Tekst:
In deze zaak heeft de Hoge Raad op 20 februari 2015 uitspraak gedaan in een cassatieberoep van belanghebbende tegen een uitspraak van het Gerechtshof Amsterdam. Het beroep was gericht tegen de uitspraak van 22 mei 2014, nr. 12/00653, die betrekking had op een hoger beroep van de heffingsambtenaar van de gemeente Bloemendaal. De zaak betrof een beschikking en een aanslag in de onroerendezaakbelastingen voor het jaar 2011, met betrekking tot de onroerende zaak gelegen aan [a-straat 1] te [Z].
Belanghebbende heeft een aantal klachten ingediend tegen de uitspraak van het Hof. Het college van burgemeester en wethouders van de gemeente Bloemendaal heeft hierop een verweerschrift ingediend. De Hoge Raad heeft de klachten beoordeeld en geconcludeerd dat deze niet tot cassatie konden leiden. Dit werd onderbouwd met verwijzing naar artikel 81, lid 1, van de Wet op de rechterlijke organisatie, waarbij werd gesteld dat de klachten niet nopen tot beantwoording van rechtsvragen in het belang van de rechtseenheid of de rechtsontwikkeling.

Opgave 1:
Herschrijf de alinea in de tekst over de uitspraak van de Hoge Raad die begint met „Belanghebbende heeft een aantal klachten” als een beknopte opsomming en behoud de belangrijkste feiten.
Opgave 2:
Breid de tekst over de uitspraak van de Hoge Raad uit met een vervolg dat direct aansluit op de laatste zin.

Gegeven regels:
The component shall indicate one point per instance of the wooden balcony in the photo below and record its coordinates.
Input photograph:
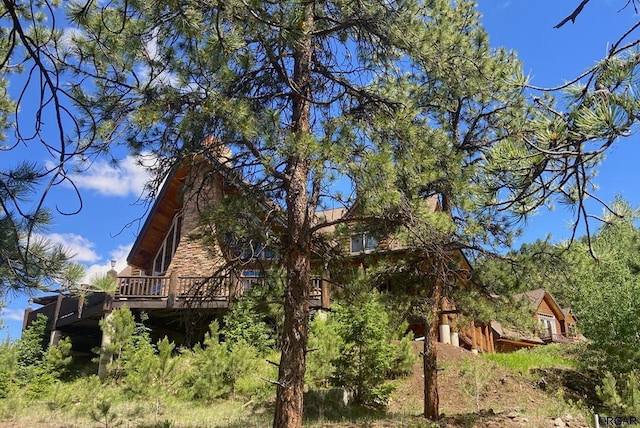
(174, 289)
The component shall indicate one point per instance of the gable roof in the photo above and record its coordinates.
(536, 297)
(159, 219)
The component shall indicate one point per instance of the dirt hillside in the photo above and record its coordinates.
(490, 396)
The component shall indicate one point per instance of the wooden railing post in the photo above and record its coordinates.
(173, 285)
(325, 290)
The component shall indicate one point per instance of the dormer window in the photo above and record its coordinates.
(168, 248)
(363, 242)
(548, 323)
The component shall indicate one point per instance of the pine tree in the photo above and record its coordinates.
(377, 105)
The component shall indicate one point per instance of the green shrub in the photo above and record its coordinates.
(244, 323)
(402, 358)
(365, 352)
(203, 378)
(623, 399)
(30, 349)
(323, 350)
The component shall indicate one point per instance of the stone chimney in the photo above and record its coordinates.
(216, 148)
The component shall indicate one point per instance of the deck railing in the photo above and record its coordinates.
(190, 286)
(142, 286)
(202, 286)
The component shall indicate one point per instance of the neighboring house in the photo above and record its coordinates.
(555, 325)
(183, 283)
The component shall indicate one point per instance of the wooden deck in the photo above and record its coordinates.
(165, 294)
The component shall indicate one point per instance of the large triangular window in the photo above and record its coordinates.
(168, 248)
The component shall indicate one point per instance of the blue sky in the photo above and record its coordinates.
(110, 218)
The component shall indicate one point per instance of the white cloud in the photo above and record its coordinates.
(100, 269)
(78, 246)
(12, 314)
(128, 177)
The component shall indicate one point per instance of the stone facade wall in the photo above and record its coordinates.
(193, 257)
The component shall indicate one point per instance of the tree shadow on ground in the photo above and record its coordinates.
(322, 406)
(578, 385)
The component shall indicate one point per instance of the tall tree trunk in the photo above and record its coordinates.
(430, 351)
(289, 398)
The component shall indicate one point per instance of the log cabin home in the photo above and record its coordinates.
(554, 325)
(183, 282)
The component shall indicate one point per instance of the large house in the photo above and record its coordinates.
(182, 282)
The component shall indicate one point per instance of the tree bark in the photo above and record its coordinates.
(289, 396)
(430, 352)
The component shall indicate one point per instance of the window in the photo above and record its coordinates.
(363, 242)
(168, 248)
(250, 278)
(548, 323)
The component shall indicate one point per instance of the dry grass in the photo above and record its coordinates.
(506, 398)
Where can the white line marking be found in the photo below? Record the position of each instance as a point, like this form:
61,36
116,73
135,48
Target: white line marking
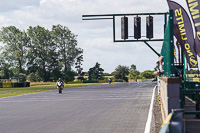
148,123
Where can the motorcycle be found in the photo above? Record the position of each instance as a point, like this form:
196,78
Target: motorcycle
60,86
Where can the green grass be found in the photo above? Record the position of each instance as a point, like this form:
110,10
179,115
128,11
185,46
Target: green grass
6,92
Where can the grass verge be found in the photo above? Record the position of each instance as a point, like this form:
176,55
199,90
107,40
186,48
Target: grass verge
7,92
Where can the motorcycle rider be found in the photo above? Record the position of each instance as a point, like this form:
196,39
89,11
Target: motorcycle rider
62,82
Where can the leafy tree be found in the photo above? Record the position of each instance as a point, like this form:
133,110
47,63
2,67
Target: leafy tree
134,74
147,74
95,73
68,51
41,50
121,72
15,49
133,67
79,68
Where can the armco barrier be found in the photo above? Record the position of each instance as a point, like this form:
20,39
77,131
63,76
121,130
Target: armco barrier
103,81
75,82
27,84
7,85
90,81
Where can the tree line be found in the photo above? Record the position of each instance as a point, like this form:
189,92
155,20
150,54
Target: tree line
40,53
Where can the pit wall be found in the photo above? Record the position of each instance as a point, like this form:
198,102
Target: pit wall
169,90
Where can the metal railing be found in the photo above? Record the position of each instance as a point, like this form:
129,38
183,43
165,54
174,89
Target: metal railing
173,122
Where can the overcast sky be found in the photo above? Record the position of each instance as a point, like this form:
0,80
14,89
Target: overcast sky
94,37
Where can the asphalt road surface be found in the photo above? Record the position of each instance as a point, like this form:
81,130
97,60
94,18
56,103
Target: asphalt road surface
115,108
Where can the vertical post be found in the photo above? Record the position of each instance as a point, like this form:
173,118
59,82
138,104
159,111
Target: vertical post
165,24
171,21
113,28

Antwoordruimte 1:
- Belanghebbende diende klachten in tegen de uitspraak van het Hof.
- Het college van burgemeester en wethouders van de gemeente Bloemendaal diende een verweerschrift in.
- De Hoge Raad oordeelde dat de klachten niet tot cassatie konden leiden.
- Grondslag: artikel 81, lid 1, van de Wet op de rechterlijke organisatie. De klachten nopen niet tot beantwoording van rechtsvragen in het belang van de rechtseenheid of de rechtsontwikkeling.

Antwoordruimte 2:
De Hoge Raad heeft ook de proceskosten in overweging genomen en geoordeeld dat er geen termen aanwezig waren voor een veroordeling in de proceskosten. Uiteindelijk heeft de Hoge Raad het beroep in cassatie ongegrond verklaard. Deze uitspraak is gedaan door de vice-president en twee raadsheren, en werd in het openbaar uitgesproken op de datum van de uitspraak.